What is being asked: Render the listing from the line with "If you could tag the hazy" up to and including the line with "<point>325,60</point>" as a Markdown table with columns Row and Text, one numbered row per line and blank lines omitted.

Dataset:
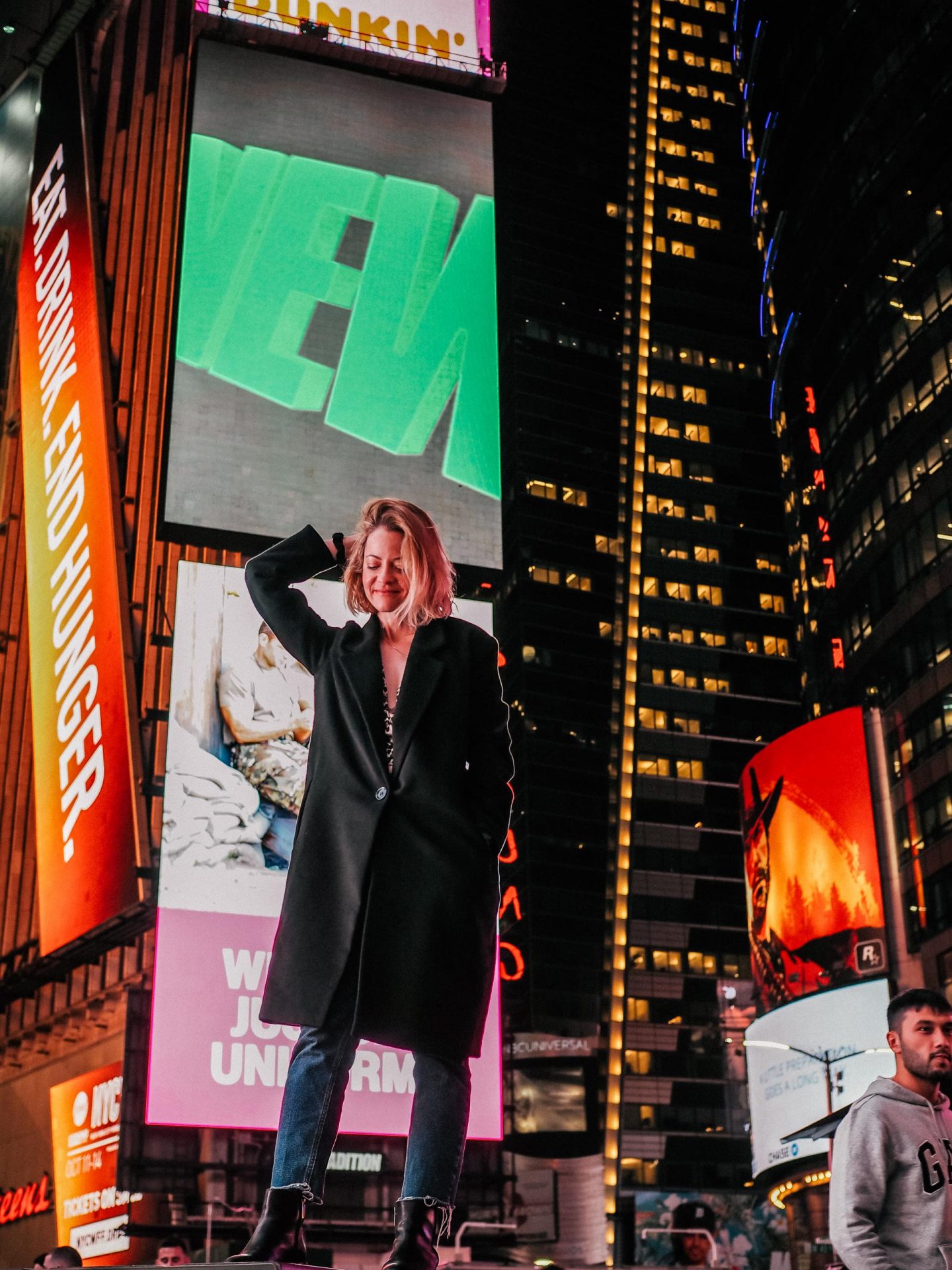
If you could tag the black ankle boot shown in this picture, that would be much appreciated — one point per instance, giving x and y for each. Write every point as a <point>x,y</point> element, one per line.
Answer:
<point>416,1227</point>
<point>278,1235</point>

...

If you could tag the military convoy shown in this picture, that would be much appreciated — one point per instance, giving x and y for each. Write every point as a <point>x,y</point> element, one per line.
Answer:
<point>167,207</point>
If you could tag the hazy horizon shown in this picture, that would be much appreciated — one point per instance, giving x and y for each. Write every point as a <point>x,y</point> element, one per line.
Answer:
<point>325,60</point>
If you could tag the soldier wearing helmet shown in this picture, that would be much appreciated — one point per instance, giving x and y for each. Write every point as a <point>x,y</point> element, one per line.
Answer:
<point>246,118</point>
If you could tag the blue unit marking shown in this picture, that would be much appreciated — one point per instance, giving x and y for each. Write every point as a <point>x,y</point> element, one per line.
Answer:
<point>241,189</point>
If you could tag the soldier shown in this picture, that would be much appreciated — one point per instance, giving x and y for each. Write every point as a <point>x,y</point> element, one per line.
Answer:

* * *

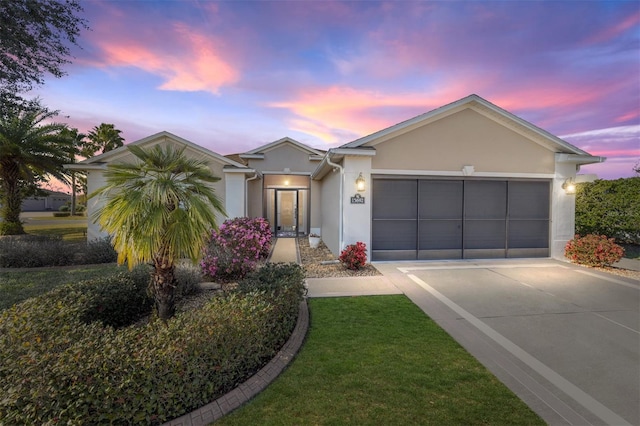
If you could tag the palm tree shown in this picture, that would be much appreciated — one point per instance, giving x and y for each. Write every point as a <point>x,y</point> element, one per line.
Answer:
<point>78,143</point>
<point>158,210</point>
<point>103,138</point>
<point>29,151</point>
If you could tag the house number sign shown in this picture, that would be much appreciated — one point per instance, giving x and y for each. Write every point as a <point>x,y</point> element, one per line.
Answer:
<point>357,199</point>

Result:
| Row | Text |
|---|---|
| 1 | If you could tag the hazy horizon shown in this picture, that would be much appreciated — one point per instance, giving x and y for each. Write every point as a <point>x,y</point> element, one per line. |
| 2 | Answer: |
| 3 | <point>325,60</point> |